Given problem: Copy out word for word the lines below, from the line with "Where is the rear bumper" up to and including the last line of the rows.

(Entries drawn from a collection)
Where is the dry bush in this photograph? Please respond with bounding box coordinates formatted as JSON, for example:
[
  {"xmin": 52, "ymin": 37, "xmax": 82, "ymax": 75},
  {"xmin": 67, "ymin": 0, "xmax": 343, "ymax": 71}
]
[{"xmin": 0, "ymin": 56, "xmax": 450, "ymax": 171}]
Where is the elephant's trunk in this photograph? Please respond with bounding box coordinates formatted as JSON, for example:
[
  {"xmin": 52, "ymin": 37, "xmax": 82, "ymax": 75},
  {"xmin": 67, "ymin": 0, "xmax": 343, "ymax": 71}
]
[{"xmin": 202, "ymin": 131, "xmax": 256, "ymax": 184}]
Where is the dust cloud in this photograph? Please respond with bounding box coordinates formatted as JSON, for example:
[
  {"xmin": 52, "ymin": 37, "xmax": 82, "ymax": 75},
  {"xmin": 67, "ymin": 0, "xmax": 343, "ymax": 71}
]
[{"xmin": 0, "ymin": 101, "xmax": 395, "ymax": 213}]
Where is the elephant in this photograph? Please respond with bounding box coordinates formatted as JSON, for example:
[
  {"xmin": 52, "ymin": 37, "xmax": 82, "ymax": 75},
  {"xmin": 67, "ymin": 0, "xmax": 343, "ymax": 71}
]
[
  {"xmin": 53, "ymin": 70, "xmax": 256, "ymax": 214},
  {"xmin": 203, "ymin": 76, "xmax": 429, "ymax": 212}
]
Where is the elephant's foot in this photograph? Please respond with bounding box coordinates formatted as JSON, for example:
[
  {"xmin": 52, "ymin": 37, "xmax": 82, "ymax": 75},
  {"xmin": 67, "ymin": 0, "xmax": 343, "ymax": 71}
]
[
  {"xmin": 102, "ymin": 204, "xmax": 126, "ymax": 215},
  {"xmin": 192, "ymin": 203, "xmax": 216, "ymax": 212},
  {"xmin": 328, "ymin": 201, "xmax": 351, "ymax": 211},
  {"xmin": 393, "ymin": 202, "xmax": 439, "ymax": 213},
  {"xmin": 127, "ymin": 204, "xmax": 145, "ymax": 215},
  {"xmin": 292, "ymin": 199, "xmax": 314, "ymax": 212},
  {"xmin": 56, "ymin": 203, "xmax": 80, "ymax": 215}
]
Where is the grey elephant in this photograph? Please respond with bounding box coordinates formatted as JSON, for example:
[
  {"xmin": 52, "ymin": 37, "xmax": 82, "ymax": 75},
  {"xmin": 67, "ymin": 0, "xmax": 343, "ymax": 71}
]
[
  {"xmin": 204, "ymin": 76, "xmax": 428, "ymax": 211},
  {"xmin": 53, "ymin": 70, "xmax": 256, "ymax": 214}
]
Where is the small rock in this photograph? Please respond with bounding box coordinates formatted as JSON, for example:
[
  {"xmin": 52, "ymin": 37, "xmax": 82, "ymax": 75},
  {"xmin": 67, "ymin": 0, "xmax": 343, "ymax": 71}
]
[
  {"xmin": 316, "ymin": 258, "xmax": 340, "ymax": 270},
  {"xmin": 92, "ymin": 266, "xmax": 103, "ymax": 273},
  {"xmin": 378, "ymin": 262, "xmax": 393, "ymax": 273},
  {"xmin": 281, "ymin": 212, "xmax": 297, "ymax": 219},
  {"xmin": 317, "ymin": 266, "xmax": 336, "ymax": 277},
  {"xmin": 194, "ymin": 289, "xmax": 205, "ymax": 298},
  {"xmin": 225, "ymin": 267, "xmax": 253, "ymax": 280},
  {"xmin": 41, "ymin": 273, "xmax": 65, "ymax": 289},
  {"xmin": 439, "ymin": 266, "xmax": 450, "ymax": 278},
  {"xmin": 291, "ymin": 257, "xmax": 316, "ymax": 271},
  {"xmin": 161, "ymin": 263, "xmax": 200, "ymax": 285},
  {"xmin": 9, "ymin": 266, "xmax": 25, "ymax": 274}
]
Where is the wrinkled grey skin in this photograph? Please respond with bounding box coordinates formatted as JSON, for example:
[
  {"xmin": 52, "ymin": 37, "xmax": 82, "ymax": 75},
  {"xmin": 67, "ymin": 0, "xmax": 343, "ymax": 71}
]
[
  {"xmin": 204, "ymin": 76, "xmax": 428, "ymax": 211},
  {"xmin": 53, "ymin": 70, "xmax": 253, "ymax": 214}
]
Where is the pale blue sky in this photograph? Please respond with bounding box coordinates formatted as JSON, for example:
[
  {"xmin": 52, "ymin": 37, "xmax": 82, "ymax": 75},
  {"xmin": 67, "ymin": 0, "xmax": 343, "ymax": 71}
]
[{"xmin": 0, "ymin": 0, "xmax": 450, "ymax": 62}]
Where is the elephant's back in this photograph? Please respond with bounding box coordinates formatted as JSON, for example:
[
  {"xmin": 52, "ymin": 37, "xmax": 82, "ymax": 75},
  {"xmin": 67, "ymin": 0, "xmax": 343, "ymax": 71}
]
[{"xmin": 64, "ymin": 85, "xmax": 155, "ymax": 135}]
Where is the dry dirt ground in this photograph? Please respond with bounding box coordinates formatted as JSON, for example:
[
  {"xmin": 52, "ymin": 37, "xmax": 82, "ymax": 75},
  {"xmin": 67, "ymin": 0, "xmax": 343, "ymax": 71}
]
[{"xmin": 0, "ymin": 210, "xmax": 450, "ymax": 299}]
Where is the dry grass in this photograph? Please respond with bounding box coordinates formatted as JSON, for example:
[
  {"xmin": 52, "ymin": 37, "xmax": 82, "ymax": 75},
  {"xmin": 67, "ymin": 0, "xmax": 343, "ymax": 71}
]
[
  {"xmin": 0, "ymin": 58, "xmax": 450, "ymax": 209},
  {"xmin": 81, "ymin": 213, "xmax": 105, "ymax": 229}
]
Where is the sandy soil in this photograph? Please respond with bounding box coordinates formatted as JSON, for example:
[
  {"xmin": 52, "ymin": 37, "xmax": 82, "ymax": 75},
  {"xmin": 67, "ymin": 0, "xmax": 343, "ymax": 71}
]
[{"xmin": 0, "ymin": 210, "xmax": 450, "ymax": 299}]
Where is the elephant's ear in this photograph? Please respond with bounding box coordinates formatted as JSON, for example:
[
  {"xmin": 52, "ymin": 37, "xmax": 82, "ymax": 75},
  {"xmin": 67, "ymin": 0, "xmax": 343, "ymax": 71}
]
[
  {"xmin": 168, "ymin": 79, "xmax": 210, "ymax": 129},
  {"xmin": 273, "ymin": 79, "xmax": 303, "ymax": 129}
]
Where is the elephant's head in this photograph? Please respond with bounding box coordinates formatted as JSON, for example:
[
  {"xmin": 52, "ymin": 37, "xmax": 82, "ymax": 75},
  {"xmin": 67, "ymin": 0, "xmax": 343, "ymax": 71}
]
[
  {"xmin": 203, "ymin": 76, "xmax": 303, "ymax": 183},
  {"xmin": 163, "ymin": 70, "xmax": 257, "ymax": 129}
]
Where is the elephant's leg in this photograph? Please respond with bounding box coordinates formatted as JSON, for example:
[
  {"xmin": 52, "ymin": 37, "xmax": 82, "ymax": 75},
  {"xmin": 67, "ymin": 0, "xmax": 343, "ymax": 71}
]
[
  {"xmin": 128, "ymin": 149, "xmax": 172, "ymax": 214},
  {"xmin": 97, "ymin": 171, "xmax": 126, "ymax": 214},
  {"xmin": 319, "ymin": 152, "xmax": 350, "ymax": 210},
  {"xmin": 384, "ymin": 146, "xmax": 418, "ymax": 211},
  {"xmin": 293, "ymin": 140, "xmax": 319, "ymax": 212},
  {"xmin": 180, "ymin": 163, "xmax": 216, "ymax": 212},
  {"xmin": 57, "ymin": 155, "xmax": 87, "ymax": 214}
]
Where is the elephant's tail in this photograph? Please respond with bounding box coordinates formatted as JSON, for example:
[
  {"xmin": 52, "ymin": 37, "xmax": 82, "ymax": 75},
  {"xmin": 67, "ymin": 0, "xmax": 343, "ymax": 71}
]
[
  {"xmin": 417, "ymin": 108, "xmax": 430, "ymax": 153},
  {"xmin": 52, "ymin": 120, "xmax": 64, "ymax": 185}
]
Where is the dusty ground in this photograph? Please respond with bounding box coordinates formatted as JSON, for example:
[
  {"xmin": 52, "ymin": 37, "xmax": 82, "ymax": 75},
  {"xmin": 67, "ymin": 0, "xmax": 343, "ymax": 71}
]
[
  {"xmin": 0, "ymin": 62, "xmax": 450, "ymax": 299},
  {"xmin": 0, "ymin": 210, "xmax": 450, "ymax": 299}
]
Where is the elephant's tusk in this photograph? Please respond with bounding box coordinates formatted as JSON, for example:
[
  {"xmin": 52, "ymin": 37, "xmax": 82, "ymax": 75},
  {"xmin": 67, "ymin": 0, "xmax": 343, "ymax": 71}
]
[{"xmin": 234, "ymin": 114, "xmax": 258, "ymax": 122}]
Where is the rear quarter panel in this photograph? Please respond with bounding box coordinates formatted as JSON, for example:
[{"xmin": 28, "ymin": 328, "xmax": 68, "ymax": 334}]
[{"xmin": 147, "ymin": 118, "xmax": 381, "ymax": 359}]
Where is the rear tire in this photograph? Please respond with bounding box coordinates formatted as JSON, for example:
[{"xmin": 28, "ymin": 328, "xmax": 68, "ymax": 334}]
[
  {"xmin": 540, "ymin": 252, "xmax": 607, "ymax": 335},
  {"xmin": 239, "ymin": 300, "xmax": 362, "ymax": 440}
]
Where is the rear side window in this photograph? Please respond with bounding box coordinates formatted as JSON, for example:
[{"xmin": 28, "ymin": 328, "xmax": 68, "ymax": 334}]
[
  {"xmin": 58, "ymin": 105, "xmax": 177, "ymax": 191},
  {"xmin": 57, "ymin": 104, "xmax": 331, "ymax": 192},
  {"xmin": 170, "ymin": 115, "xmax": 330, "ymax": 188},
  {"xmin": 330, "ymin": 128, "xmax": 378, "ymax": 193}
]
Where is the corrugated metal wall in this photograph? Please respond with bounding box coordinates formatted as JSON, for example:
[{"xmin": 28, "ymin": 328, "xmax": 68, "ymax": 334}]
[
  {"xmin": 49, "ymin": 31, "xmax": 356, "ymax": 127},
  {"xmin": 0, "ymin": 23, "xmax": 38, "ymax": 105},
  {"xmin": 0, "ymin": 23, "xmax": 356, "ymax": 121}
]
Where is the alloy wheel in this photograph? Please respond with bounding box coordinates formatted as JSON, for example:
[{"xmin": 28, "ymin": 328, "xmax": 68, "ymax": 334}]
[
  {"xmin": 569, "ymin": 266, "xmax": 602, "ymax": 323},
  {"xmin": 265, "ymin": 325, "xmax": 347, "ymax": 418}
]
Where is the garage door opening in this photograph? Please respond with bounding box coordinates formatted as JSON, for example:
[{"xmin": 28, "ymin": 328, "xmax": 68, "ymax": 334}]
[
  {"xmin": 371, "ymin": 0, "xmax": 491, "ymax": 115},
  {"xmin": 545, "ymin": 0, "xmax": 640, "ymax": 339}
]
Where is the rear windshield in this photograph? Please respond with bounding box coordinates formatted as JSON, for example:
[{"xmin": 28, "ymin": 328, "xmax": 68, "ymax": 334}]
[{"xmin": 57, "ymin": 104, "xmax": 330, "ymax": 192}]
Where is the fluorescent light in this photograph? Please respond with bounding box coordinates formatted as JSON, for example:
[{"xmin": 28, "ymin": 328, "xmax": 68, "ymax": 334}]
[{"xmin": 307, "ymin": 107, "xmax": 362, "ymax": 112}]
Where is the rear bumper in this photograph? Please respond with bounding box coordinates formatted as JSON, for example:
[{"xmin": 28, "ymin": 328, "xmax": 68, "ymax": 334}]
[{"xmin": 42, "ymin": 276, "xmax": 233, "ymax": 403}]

Result below:
Where is the rear bumper in this photograph? Please respond with bounding box coordinates formatted as JSON, for example:
[{"xmin": 28, "ymin": 328, "xmax": 68, "ymax": 334}]
[{"xmin": 42, "ymin": 276, "xmax": 233, "ymax": 403}]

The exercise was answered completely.